# READING TEXT
-------

The errors here are quite cryptic, but the root cause is on a higher level I think. libcxx only implements the body parts of the C++ standard library; it needs to run on top of a C++ ABI library. In mingw mode (and on unix), the C++ compilers use the Itanium C++ ABI. MSVC mode uses an entirely different, MSVC specific C++ ABI. For mingw mode (and on unix), the C++ ABI implementation can be provided by either libstdc++/libsupc++, or libcxxabi. For MSVC mode, the only implementation of the MSVC C++ ABI I know of, is part of the non-opensource parts in MSVC (static libs or msvcp*.dll).
- For cross-compilation, we still have no msvc runtime libraries we can redistribute. We need to depend on mingw/wine for libraries still,
At this level (CRT glue code etc) there's no Wine code involved, it's all in mingw-w64, FWIW. But yeah, the symbol listings in win32metadata aren't quite enough for linking against UCRT (it gives you around 90% of what you need), as you'd still need the equivalent of msvcrt.lib
or libcmt.lib
which contains a bunch of glue code too.
I'm unsure if we will run into more incompatibilities here. For example, I have seen indications MinGW-w64 and clang both may emit __mingw prefix'd references when invoking COM methods in gnu ABI targets.
Hmm, I don't think there's anything in Clang automatically emitting references to __mingw_*
anything unless it was present in the source?
As you've noticed, switching between MinGW and MSVC mode is kinda hard, because it controls both code generation/ABI and the source language accepted (GCC and Clang in MinGW mode can't cope with MSVC/WinSDK headers and MSVC can't cope with MinGW headers). So generally you can't just switch individual pieces at will, but if switching, you need to bring the full consistent library stack along with it.
As for Clang in MSVC mode, I don't think it can cope with all of the lower level bits in the MinGW headers either, but I haven't really tried either. (It was noted that widl generated headers do work in MSVC mode - that's good at least!) FWIW, I don't think it's necessarily out of the question to accept patches in mingw-w64 to make the headers more tolerable in MSVC mode too. It's clearly not the core aim of the project, but if it doesn't hurt normal GCC/Clang use, it could work too. (The MinGW headers do contain some ancient remnants of what seems like intending for them to work with MSVC too, but I don't think it actually has worked for the past 10-15 years at least.)

-------

# GIVEN MATERIAL

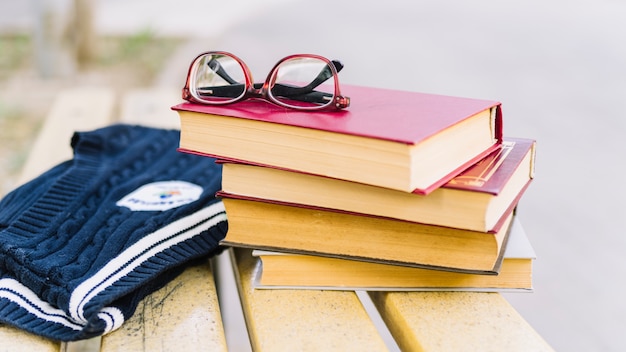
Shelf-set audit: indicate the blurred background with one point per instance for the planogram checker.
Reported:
(558, 67)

-------

# PROBLEM SET
1. Answer briefly from the MinGW and MSVC discussion:
(a) Which C++ ABI do compilers use in mingw mode?
(b) About how much of what is needed for linking against UCRT do the symbol listings in win32metadata provide?
(c) For how long, at least, does the writer think the MinGW headers have not actually worked with MSVC?
2. Carry the MinGW and MSVC discussion forward from its last sentence.
The material above is not needed here.

# TASK-BY-TASK RESULTS
1.
(a) The Itanium C++ ABI.
(b) Around 90%.
(c) For the past 10-15 years at least.

2.
My interpretation of both of these sources is that:
- Wine's WIDL implementation: determining if the return value should be via pointer is as simple as looking at whether or not the IDL type definition is a struct, union, coclass, interface, or runtimeclass. I couldn't tell you why Wine does not have special handling for the case of aarch64 here (maybe because it's dealing with IDL files and not C++ code, so this is unnecessary? Alternatively it could be a real bug with Wine on aarch64)
I'd guess that nobody has exercised those corners of Wine on aarch64 yet. But also, I think in practice, the difference between being non-POD or C++14 aggregate only is visible in more corner cases (not exactly familiar with the details of what constitutes a C++14 aggregate though). If you look at the same Godbolt testcase as above, but for aarch64 targets, you get the same difference for the method_ret_obj
function: https://godbolt.org/z/fKjzGWceq
- Clang's implementation: Specifically of note is that whether or not the return value should be via pointer is dependent upon: (a) whether the return type is POD (non-aarch64) OR (b) whether the return type is a C++14 'aggregate' (aarch64 only) OR (c) is a C++ instance method.
I think this one is the correct one, but I don't know exactly in which cases the distinction differs.
But a much bigger issue regarding arm/aarch64, is that WIDL_EXPLICIT_AGGREGATE_RETURNS
isn't enabled in mingw-w64 headers right now, but based on what I see right now, it really should.
Do you happen to have a minimal C++ standalone testcase that sets up a COM object and calls such a method, that I could try out for arm/aarch64 targets?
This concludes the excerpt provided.